What are the data structures?¶

What exactly do we mean by data structures? Generally speaking, those are the objects capable of storing and retrieving an arbitrary number of values of any type, in a systematic way. In all other senses, data structures are similar to basic data types - they can be stored via variables, removed, changed, etc.

Built-in data structures provide a standard and high-performant way to work with the bulks of data; However, there is simply no silver-bullet one-suits-all data structure - benefits and shortcomings of each are built-in and inseparable from its general design.

Lists¶

Lists are probably the most frequent type of data structure in python. They are the simple, one-dimensional ordered array of elements, Each element has its own index number, starting with 0 - so the last element always has an index of L-1, where L is the number of elements in the list. Lists can store any mix of data types. It can also store any other data structure - for example, a matrix (2d array) can be represented as a list of lists; 3d-matrix can be represented as a list of lists of lists, and so on. They are also dynamic — you can add or drop items mutable - you can add or remove values, or even change their order in place, without rebuilding list from the scratch.

You can create a new list by using list() function, or using square brackets, with elements separated by commas:

In [1]:

fruits = ['banana', 'apple', 'plum']

If needed, you can create an empty list as well:

In [2]:

basket  = []
another_basket = list()

As with strings, we can check the length of the list using len built-in function:

In [3]:

len(fruits)

Out[3]:

In [5]:

len(basket)

Out[5]:

We always can add new elements to the end of the list via .append method :

In [7]:

fruits.append('pineapple')

In [8]:

fruits

Out[8]:

['banana', 'apple', 'plum', 'pineapple']

Or insert them into a specific position:

In [13]:

fruits.insert(2, 'orange')

In [14]:

fruits

Out[14]:

['banana', 'apple', 'orange', 'plum', 'pineapple']

We can also merge it with another list, using .extend:

In [16]:

fruits.extend(['melon', 'watermelon'])

In [17]:

fruits

Out[17]:

['banana', 'apple', 'orange', 'plum', 'pineapple', 'melon', 'watermelon']

n some cases, you want to retrieve one element, and also remove it from the list - for example, if you need to process elements, one by one. For that, .pop() method is ideal - it will get elements from the end of the list, removing it from the list at the same time:m

In [19]:

len(fruits)

### Challenge 1:
Copy the rows below word for word, everything from the line containing "flag in the photo above." down to the last row.

### Data:
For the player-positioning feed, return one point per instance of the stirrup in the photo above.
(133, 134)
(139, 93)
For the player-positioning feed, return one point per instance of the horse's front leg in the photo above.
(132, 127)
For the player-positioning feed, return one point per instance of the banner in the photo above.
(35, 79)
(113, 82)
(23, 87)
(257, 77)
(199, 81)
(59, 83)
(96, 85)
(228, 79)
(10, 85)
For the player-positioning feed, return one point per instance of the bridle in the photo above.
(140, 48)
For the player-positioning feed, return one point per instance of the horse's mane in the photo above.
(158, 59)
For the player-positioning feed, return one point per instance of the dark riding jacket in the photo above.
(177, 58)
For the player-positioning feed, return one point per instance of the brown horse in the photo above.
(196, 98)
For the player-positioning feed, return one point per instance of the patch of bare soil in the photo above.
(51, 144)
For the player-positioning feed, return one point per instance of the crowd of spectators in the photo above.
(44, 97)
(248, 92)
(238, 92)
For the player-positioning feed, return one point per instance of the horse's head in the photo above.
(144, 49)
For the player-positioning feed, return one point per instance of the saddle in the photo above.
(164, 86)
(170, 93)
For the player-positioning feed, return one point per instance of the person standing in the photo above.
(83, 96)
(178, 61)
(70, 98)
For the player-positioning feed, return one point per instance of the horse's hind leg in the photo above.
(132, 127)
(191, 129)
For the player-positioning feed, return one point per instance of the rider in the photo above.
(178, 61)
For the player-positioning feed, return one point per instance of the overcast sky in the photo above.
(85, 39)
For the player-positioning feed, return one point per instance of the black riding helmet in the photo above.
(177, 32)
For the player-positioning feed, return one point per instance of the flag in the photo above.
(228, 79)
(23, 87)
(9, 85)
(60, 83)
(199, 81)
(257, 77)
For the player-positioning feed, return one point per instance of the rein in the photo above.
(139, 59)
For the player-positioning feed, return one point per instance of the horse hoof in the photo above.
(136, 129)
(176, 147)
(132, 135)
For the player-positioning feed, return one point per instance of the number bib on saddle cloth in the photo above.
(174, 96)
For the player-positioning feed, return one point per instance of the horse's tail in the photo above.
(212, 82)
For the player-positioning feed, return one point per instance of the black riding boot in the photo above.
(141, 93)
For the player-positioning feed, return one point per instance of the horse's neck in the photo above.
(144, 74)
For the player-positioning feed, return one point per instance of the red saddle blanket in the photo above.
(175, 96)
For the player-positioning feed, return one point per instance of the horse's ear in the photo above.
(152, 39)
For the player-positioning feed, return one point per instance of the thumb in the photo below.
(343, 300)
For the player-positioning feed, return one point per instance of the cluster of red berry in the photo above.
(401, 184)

### Challenge 2:
In the tutorial on Python lists, which method adds a new element to the end of a list?

### Finished answer 1:
For the player-positioning feed, return one point per instance of the flag in the photo above.
(228, 79)
(23, 87)
(9, 85)
(60, 83)
(199, 81)
(257, 77)
For the player-positioning feed, return one point per instance of the rein in the photo above.
(139, 59)
For the player-positioning feed, return one point per instance of the horse hoof in the photo above.
(136, 129)
(176, 147)
(132, 135)
For the player-positioning feed, return one point per instance of the number bib on saddle cloth in the photo above.
(174, 96)
For the player-positioning feed, return one point per instance of the horse's tail in the photo above.
(212, 82)
For the player-positioning feed, return one point per instance of the black riding boot in the photo above.
(141, 93)
For the player-positioning feed, return one point per instance of the horse's neck in the photo above.
(144, 74)
For the player-positioning feed, return one point per instance of the red saddle blanket in the photo above.
(175, 96)
For the player-positioning feed, return one point per instance of the horse's ear in the photo above.
(152, 39)
For the player-positioning feed, return one point per instance of the thumb in the photo below.
(343, 300)
For the player-positioning feed, return one point per instance of the cluster of red berry in the photo above.
(401, 184)

### Finished answer 2:
The .append method.